▸ **DOCUMENT TEXT**
◆ ◆ ◆ ◆ ◆
= 2015 FINA World Water Polo Development Trophy =

The 5th edition of the Men's FINA World Water Polo Development Trophy was held in Tehran, Iran from May 24 to May 29, 2015.

==Format==
10 teams qualified for the 2015 FINA World Water Polo Development Trophy. They were split into two groups of 4 teams. After playing a Round-robin, the best ranked team of Group A plays against the best ranked team of Group B for the title, the second ranked team of Group A against the second ranked team of Group B for the 3rd place. The third ranked team of Group A against the third ranked team of Group B for the 5th place, the fourth ranked team of Group A against the fourth ranked team of Group B for the 7th place, and finally, the fifth ranked team of Group A against the fifth ranked team of Group B for the 9th and 10th place respectively.
◆ ◆ ◆ ◆ ◆
▸ **EXTRACTED MATERIAL**

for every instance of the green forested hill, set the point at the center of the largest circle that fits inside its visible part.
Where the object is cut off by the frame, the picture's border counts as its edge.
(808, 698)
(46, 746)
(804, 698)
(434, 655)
◆ ◆ ◆ ◆ ◆
▸ **SET OF TASKS**
1) Answer these questions about the water polo tournament text:
(a) Which edition of the Men's FINA World Water Polo Development Trophy was held in 2015?
(b) In which city and country was it held?
(c) Which place is decided by the match between the third ranked teams of Group A and Group B?
2) Copy the water polo tournament text from "The 5th edition" to "10th place respectively.", swapping "title" for "championship".

▸ **EXERCISE RESULTS**
1)
(a) The 5th edition
(b) Tehran, Iran
(c) The 5th place

2)
The 5th edition of the Men's FINA World Water Polo Development Trophy was held in Tehran, Iran from May 24 to May 29, 2015.

==Format==
10 teams qualified for the 2015 FINA World Water Polo Development Trophy. They were split into two groups of 4 teams. After playing a Round-robin, the best ranked team of Group A plays against the best ranked team of Group B for the championship, the second ranked team of Group A against the second ranked team of Group B for the 3rd place. The third ranked team of Group A against the third ranked team of Group B for the 5th place, the fourth ranked team of Group A against the fourth ranked team of Group B for the 7th place, and finally, the fifth ranked team of Group A against the fifth ranked team of Group B for the 9th and 10th place respectively.